§ Tasks to carry out
- 1) In the Thousand Sons thread, how many squads of Rubrics does Major Braindead have in the Thousand Sons army?
- 2) From the Thousand Sons thread, copy word for word the stretch that opens with the words "## Major Braindead" and closes with "(Aug 30, 2010)".

-- START OF Text provided --

# Thousand Sons



## lockeF (Feb 18, 2011)

Quick question, out of all the chaos space marine factions, Thousand Sons are my favorite and favorite paint scheme. Is it unheard of to use normal chaos space marines instead of just the rubric marines for the army. I guess I just feel like I should only use rubric marines, but their just a bit pricey (point wise) for my blood. Soooo, would that be weird or unheard of? Or should I just stick to the cult choice?


----------



## khrone forever (Dec 13, 2010)

no thats fine, you can use normal marines in TS colours, and it will be fine with anyone


----------



## Might of the Emperor (Feb 1, 2009)

No, it is not necessarily looked down upon, because as you pointed out, rubric marines are quite expensive in the points department. In the end, you should decide how close to the fluff you would like to play, and if the thousand sons are necessary to your gameplay. I personally play Thousand Sons, and am a diehard right up to owning the book and hatred of all things Space Wolves, so I have only rubric marines(which does put me at a disadvantage in gameplay, but I love the idea of pure Thousand Sons). You could always decorate regular chaos marines to look similar to the Thousand Sons.


----------



## Major Braindead (Apr 2, 2011)

I have two squads of Rubrics in my Thousand Sons army, but having a 'normal' squad of Chaos Marines just adds a unit that's a bit less expensive in points. I painted them in the same colors as my Thousand Sons so they are clearly Tzeentch followers and it gives me some much needed extra troops on the table and if it helps, you can always use them as expendables :victory:


----------



## Kreuger (Aug 30, 2010)

-- END OF Text provided --
-- START OF Data --

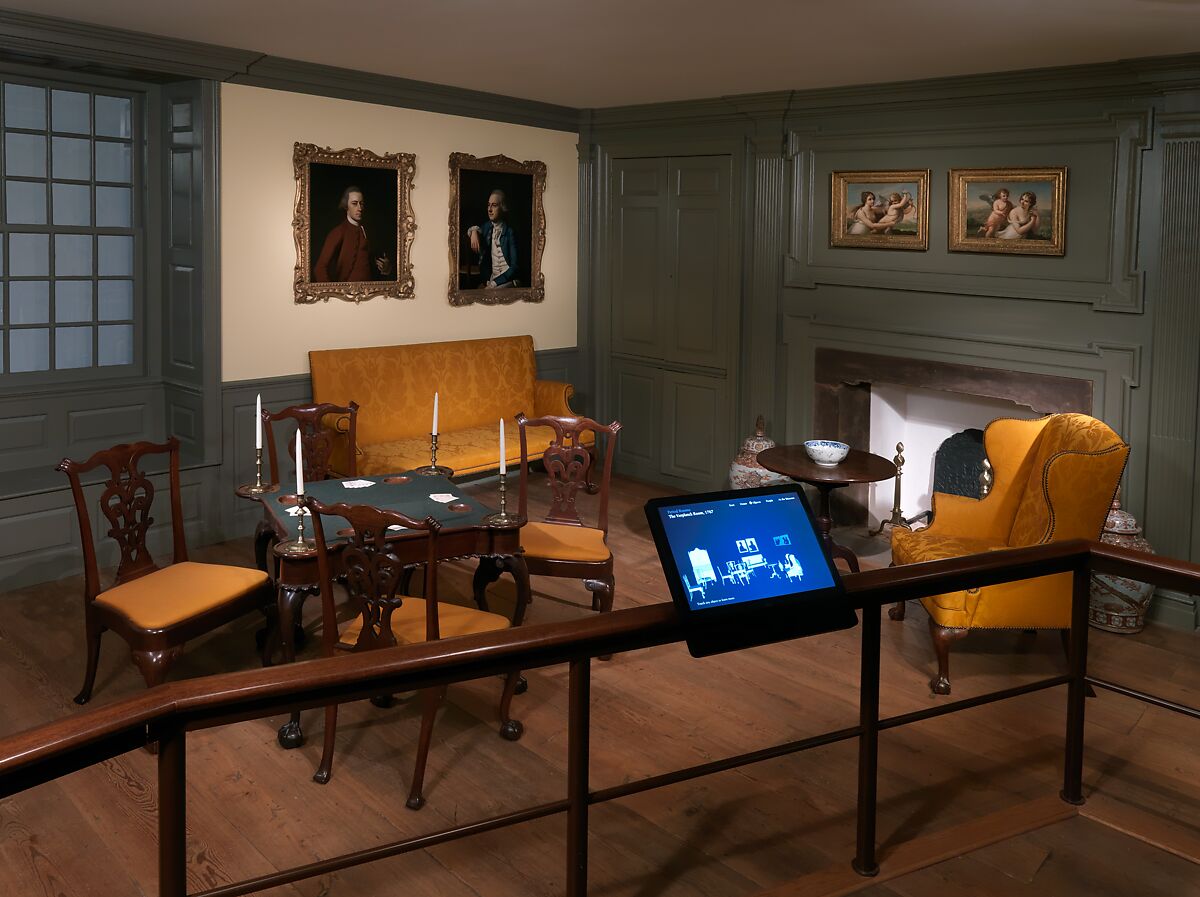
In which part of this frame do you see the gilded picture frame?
[448,152,546,306]
[829,168,929,252]
[292,143,416,305]
[948,165,1067,255]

-- END OF Data --

§ Per-task outputs
- 1) Two squads.

- 2)
## Major Braindead (Apr 2, 2011)

I have two squads of Rubrics in my Thousand Sons army, but having a 'normal' squad of Chaos Marines just adds a unit that's a bit less expensive in points. I painted them in the same colors as my Thousand Sons so they are clearly Tzeentch followers and it gives me some much needed extra troops on the table and if it helps, you can always use them as expendables :victory:


----------



## Kreuger (Aug 30, 2010)